Records from a point annotation dataset
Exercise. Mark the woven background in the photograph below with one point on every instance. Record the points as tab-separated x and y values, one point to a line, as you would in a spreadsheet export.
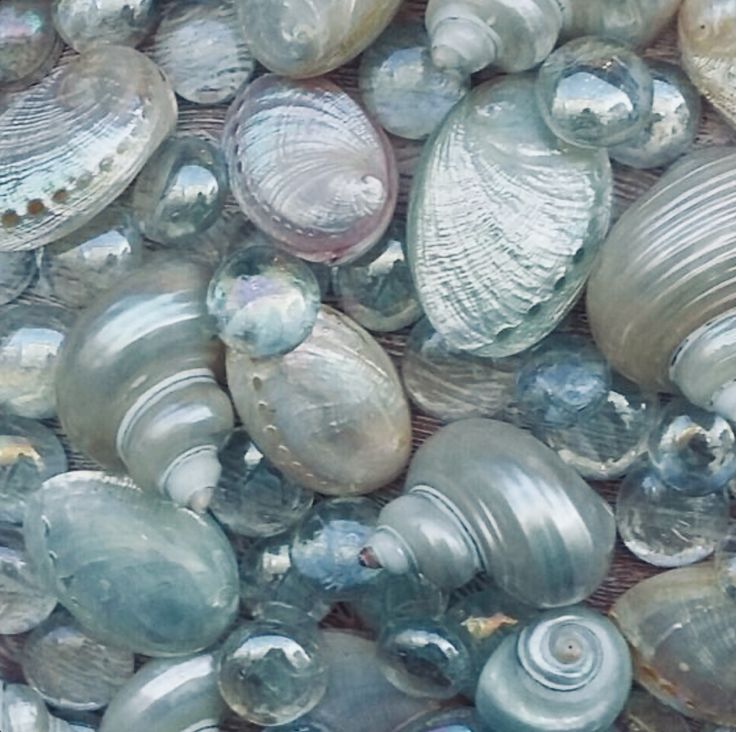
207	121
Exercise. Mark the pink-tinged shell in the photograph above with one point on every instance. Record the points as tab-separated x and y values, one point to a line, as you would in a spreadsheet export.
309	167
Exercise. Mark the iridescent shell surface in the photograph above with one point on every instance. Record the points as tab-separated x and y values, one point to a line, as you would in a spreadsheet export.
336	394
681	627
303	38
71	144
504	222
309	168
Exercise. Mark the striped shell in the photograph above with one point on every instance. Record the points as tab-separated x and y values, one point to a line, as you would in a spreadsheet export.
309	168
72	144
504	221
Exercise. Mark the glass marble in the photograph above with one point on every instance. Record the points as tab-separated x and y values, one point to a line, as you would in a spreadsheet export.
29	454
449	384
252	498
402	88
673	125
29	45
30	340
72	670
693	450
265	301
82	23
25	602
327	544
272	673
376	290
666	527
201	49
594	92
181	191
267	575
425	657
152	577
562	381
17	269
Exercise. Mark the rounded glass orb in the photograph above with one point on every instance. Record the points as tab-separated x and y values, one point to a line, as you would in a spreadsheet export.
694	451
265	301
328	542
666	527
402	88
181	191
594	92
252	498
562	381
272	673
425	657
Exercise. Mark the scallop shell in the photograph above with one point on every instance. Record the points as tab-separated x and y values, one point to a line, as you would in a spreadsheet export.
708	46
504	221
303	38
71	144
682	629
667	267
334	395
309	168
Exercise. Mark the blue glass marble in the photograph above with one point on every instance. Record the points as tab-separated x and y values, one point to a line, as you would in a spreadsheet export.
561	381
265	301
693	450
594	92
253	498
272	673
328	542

### Aim of the exercise
Copy out, word for word, the part of the entries above that starts with the line containing "Exercise. Mark the striped" and runs through the end of the entries, with both the first and last lines included.

### Output of the task
Exercise. Mark the striped shell in the photograph above with one point on every instance. Record the points as tab-separated x and y values, one point to a line, as you would in a spreadsheet export.
309	168
72	144
504	221
Exercise. Mark the glass marble in the photograph above with one point on every instance. Record the points as tab-separated x and y values, one point to a line, as you would in a spreadsheet export.
29	454
449	384
252	498
402	88
673	125
29	45
30	340
72	670
693	450
265	301
82	23
25	602
327	544
272	673
376	290
666	527
201	49
594	92
181	191
267	575
425	657
152	577
562	381
17	269
Exercise. Mark the rounded glass orb in the photograph above with one point on every instance. Record the points as tab-separated x and y values, one point to a line, as you would in a spreadsheet export.
694	451
265	301
328	542
666	527
402	88
181	191
594	92
252	498
562	381
272	673
425	657
Exercise. Mark the scallop shell in the photograph above with one point on every instance. Record the points as tab-separated x and y values, one point to a line, as you would in a spreadsheet export.
708	46
504	221
303	38
71	144
682	629
667	267
334	395
309	168
Exercise. Mark the blue glass marble in the photograph above with one point on every instance. Record the points as tab-separated x and y values, one point to a line, as you would in a spreadsheet export.
561	381
265	301
693	450
594	92
253	498
272	673
328	542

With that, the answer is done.